• **Text section**:
◆ ◆ ◆

They liberated us during the death march. There were ninety of us girls. After the war I returned home and sadly didn't find anyone from my family. I wasn't at home long, about six weeks. I wanted to finish conservatory. I left for Prague and on the first day there met my husband. Fourteen days later I was married. And that's how my entire musical career came to an end.


My husband was named Ondrej Brodsky. He was also a Jew, but it meant absolutely nothing to him. He was born on 17th October 1911. There was an age difference of twelve and a half, thirteen years between us. That's how I wanted it. I didn't want some young guy who hadn't sowed his wild oats yet, whose main interest was parties. I couldn't pull myself together psychically from everything that had happened. I needed a man that would support me in all respects, who would be my mother, father, brother, husband, everything. I could only find this in a more mature man. My husband was 33 and was a soldier in the foreign legion.

Before the war my husband had been a technical manager in a co-op in Zilina where they manufactured spirits, cognac and whatnot. He was there until it all started happening. My husband emigrated in 1939 after the Republic fell apart. He emigrated to Poland. My husband was a Social Democrat, so he was listed as a political emigrant. And then, when war broke out, they went further on. There was a large group of boys from Czechoslovakia. And they joined the army when the first brigade was being formed, which was a solely Czechoslovak brigade. So he spent the whole war as a soldier, right to the end.

After the war they offered him a factory and I don't know what else, as a member of the foreign legion, he had been decorated several times. He also got a war cross; that was the highest decoration at the time. [Editor's note: the Czechoslovak War Cross of 1939 was established to commemorate the battle to liberate the Czechoslovak Republic from enemy occupation as a visible decoration for Czechoslovak citizens at home, units and members of the Czechoslovak Army abroad, and also units and members of allied armies that participated in the fighting which broke out in the year 1939, and who exhibited an extraordinary and successful act or command thereof, in the course of which they risked or lost their lives.] My husband said that he didn't care to be some factory owner, but that he wanted to work. At first he worked in army administration, he was this housing officer, a bureaucrat. At that time my husband was already retired, but because the state of his health was bad, he was reevaluated. After his return he was in the army for about a year and a half. He was listed as having a military disability pension.

◆ ◆ ◆

• **Entries provided**:
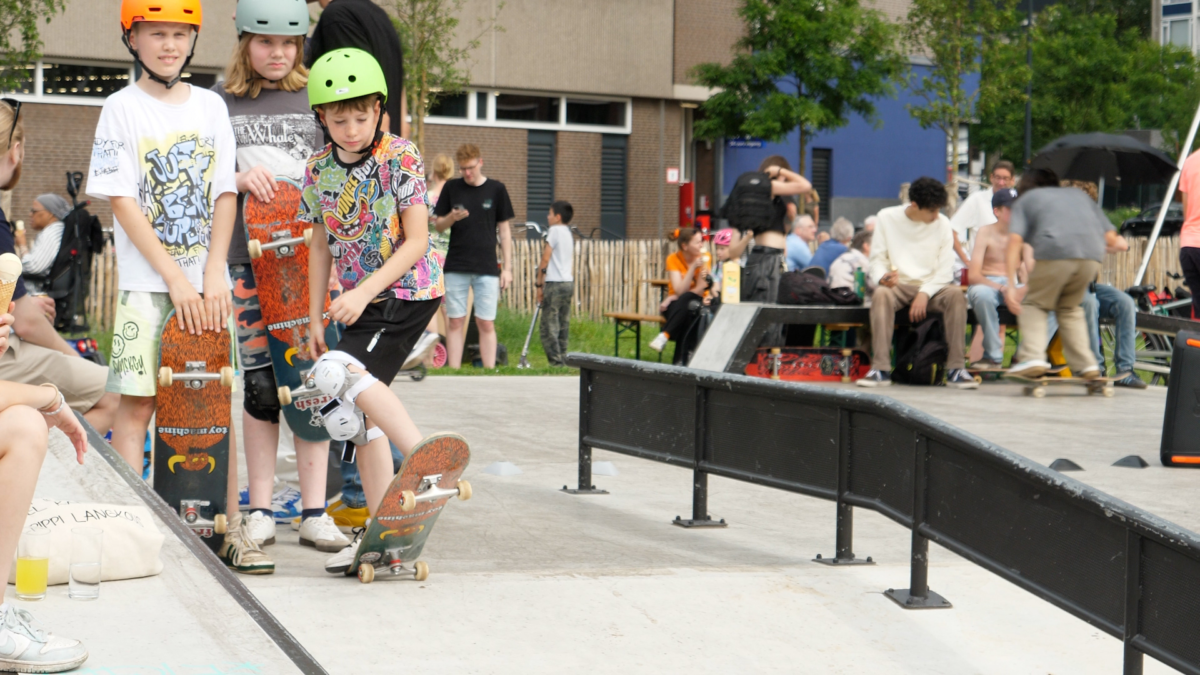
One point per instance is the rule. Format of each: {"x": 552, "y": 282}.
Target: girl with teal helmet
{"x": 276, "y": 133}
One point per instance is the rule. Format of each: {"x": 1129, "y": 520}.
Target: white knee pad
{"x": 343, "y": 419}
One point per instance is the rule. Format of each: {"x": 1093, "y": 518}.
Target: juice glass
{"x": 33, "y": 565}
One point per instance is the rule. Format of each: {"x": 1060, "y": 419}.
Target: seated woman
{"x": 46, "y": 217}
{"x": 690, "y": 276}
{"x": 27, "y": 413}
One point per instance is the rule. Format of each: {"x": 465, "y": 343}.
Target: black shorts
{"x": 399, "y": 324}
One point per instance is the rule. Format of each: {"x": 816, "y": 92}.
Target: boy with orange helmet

◆ ◆ ◆

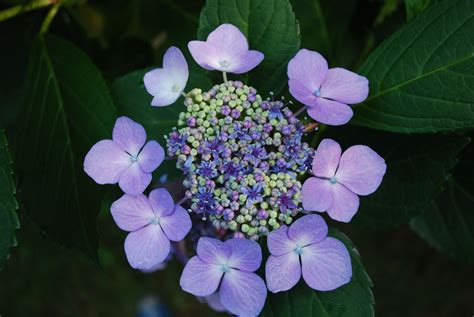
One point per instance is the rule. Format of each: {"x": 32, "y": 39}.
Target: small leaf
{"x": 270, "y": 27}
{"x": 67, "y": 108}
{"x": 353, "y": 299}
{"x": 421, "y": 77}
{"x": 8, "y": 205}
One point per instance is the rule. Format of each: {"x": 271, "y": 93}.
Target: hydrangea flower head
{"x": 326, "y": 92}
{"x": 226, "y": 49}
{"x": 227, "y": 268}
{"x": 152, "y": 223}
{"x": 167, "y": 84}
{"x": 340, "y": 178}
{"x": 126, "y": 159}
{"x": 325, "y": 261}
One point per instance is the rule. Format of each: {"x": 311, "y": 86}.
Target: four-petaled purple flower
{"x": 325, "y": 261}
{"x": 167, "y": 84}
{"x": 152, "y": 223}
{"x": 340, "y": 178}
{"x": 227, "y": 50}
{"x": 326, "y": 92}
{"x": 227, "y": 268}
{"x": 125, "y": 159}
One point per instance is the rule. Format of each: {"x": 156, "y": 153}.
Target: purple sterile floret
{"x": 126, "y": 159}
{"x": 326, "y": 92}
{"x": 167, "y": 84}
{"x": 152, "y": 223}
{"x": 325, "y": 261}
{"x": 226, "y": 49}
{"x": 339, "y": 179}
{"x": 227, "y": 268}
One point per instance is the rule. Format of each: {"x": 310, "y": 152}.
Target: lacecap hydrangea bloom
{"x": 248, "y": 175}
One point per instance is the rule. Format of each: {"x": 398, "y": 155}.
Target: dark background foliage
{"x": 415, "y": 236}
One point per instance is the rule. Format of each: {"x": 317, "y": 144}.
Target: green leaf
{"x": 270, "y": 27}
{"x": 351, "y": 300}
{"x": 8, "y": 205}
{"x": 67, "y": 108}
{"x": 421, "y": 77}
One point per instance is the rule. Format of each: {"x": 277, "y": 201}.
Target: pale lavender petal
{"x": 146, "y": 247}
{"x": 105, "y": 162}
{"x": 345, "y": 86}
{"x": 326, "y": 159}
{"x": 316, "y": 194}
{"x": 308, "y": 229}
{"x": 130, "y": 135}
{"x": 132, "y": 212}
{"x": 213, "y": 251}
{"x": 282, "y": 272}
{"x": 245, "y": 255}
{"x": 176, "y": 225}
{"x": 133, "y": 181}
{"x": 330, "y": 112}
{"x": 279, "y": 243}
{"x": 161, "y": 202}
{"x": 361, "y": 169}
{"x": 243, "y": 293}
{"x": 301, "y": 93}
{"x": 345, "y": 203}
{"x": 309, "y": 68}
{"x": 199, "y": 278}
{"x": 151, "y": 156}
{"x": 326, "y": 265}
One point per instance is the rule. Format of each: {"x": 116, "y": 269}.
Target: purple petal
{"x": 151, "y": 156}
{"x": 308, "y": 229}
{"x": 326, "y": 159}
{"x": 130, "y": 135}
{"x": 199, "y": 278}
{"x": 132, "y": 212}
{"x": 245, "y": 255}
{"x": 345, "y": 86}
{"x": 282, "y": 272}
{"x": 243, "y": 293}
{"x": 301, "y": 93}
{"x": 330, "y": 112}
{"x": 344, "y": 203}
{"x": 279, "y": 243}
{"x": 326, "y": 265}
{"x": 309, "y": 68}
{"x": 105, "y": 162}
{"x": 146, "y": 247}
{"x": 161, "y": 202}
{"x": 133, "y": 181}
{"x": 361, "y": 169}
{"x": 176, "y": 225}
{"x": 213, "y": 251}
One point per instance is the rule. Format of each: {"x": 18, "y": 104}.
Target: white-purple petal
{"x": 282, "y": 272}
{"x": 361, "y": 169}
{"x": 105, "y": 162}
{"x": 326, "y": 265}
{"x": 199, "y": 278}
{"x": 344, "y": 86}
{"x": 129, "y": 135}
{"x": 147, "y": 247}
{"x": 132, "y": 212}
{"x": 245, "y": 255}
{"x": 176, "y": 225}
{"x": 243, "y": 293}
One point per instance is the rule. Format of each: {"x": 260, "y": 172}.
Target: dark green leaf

◆ ◆ ◆

Using the memoir excerpt above, list every family role the narrator says the desired husband would fill.

Mother, father, brother, husband